* **DOCUMENT**:
—————
[xiph-cvs] r6724 - trunk/theora/doc/spec

[giles at xiph.org]

Author: giles
Date: 2004-05-19 00:48:57 -0400 (Wed, 19 May 2004)
New Revision: 6724

Modified:
   trunk/theora/doc/spec/spec.tex
Log:
Minor wording improvements and a few editorial comments.

<p>Modified: trunk/theora/doc/spec/spec.tex
===================================================================
--- trunk/theora/doc/spec/spec.tex	2004-05-18 22:32:26 UTC (rev 6723)
+++ trunk/theora/doc/spec/spec.tex	2004-05-19 04:48:57 UTC (rev 6724)
@@ -221,6 +221,7 @@
  refuse to decode the stream if they are not.
 These are used as place holders for future bitstream features with which the
  current bitstream is forward-compatible.
+%RG: shouldn't this be 'MAY not increment...the version number'?
 Such features will not increment the bitstream version number, and can only be
  recognized by checking the value of these reserved bits.
 
@@ -273,7 +274,7 @@
 
 Theora I currently supports progressive video data of arbitrary dimensions at a
  constant frame rate in one of several $Y'C_bC_r$ color spaces.
-The precise definition the color spaces supported appears in
+The precise definition the supported color spaces appears in
  Section~\ref{sec:colorspaces}.
 Three different chroma subsampling formats are supported: 4:2:0, 4:2:2,
  and 4:4:4.
@@ -313,7 +314,8 @@
 %TODO: Talk more about implementation complexity.
 
 Theora provides none of its own framing, synchronization, or protection against
- transmission errors; it is solely a method of accepting input video frames and
+ transmission errors. 
+An encoder is solely a method of accepting input video frames and
  compressing these frames into raw, unformatted `packets'.
—————
* **SUPPLIED DATA**:
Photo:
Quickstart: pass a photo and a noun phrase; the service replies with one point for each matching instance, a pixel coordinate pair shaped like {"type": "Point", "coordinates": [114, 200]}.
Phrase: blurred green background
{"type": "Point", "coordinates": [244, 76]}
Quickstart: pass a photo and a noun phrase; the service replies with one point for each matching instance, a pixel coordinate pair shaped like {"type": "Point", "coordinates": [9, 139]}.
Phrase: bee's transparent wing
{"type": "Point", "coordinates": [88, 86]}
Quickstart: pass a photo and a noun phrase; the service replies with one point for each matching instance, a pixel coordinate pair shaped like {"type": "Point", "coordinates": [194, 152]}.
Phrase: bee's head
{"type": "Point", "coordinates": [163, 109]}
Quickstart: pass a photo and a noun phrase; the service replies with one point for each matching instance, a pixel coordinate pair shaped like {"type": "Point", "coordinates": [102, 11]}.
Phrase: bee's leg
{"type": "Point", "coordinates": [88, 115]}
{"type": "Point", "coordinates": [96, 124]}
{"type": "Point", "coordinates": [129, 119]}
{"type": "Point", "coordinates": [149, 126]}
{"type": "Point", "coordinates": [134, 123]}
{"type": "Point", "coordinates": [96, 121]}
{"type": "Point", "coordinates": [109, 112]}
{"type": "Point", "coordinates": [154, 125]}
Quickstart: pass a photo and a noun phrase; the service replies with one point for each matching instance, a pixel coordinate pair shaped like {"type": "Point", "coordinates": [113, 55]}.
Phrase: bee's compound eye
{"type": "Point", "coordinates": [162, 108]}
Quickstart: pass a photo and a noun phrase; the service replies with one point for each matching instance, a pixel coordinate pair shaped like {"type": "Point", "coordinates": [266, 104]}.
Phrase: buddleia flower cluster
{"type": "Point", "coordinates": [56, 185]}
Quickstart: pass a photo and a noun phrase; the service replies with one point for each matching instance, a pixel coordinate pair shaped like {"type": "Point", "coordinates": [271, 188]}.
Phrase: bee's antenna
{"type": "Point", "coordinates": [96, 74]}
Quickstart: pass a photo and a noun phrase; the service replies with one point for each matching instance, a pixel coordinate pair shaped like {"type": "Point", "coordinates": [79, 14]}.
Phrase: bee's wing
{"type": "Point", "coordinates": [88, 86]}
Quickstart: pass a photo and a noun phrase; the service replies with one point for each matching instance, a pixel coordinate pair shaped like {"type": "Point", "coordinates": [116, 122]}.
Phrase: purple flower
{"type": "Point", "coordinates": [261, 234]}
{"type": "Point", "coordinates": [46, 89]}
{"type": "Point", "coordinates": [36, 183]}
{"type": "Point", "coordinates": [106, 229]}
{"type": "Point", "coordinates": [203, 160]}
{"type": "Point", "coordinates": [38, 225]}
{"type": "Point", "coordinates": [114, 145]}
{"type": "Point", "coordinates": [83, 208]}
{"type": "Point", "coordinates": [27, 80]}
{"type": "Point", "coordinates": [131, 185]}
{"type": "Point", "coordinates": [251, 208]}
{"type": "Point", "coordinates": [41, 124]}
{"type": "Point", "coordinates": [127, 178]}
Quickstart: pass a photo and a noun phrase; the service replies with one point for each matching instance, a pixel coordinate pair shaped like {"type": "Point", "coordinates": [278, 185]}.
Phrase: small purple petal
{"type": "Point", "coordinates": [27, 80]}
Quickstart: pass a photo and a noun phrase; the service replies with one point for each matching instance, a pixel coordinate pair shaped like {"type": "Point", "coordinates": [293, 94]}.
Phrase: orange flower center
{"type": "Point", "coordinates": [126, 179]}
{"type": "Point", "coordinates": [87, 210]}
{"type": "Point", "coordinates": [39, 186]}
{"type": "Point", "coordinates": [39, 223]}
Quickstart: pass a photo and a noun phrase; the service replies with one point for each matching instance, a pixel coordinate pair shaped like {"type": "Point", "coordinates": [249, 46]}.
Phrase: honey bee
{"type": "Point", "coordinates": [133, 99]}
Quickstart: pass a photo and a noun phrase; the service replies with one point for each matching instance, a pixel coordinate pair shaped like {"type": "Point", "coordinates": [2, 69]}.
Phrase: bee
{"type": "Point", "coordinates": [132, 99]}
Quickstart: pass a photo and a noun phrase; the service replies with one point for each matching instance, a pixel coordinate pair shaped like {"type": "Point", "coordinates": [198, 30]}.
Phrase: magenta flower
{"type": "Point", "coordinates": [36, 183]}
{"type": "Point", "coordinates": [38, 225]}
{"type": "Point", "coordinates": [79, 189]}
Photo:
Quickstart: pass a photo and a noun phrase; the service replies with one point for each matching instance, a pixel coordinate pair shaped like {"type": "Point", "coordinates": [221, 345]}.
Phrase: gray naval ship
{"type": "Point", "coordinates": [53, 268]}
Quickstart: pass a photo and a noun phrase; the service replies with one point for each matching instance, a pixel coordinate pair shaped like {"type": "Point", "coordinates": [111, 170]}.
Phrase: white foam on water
—————
* **EXERCISE SET**:
1) State how many lines in the records contain the string "wing", treating uppercase and lowercase as different. Give only the number.
2) Resume the Theora commit, picking up right after its final line.
The Theora commit and the records are unrelated pieces of material.

* **SOLVED TASKS**:
1) 2

2)
 The decoder then accepts these raw packets in sequence, decodes them, and
  synthesizes a fascimile of the original video frames.
@@ -489,8 +491,8 @@
  left, etc.
 The second is \term{coded order}.
 In coded order, blocks are accessed by super block.
-Each super block is traversed in raster order, similar to raster order for
- blocks.
+Within each frame, super blocks are traversed in raster order, 
+ similar to raster order for blocks.
 Within each super block, however, blocks are accessed in a Hilbert curve
  pattern, illustrated in Figure~\ref{fig:hilbert-block}.
 If a color plane does not contain a complete super block on the top or right
@@ -683,7 +685,7 @@
  the pixels.
 They have been written from top to bottom here to follow conventional notation,
  despite the right-handed coordinate system Theora uses for pixel locations.
-
+%RG: I'd rather we were internally consistent and put dc at the lower left.
 Many implementations of the DCT operate `in-place'.
 That is, they return DCT coefficients in the same memory buffer that the
  initial pixel values were stored in.
@@ -976,7 +978,7 @@
 Unlike JPEG and MPEG, there is no requirement for each block to end with 
  a special marker.
 If non-EOB tokens yield values for all 64 of the coefficients in a block, then
- no EOB marker is needed.
+ no EOB marker occurs.
 
 Each token is associated with a specific \term{token index} in a block.
 For single-coefficient tokens, this index is the zig-zag index of the token in
@@ -1407,7 +1409,7 @@
  plane.
 Similarly, they have half the number of horizontal super blocks, rounded up.
 Macro blocks are defined across color planes, and so their number does not
- change, but each macro block has half as many chroma blocks contained in it.
+ change, but each macro block contains half as many chroma blocks.
 
 The chroma samples are vertically aligned with the luma samples, but
  horizontally centered between two luma samples.
@@ -1436,8 +1438,8 @@
 Similarly, they have half the number of horizontal super blocks and half the
  number of vertical super blocks, rounded up.
 Macro blocks are defined across color planes, and so their number does not
- change, but each macro block has one quarter as many chroma blocks contained
- in it.
+ change, but each macro block contains within it one quarter as many 
+ chroma blocks.
 
 The chroma samples are vertically and horizontally centered between four luma
  samples.
@@ -1502,6 +1504,11 @@
 
 %TODO: Figures!
 
+%TODO: informational section for encoders:
+% When the chroma planes are subsampled, encoders SHOULD chose picture
+%  offsets and dimensions that are even so that the subsampling 
+%  positions are reproduced cleanly.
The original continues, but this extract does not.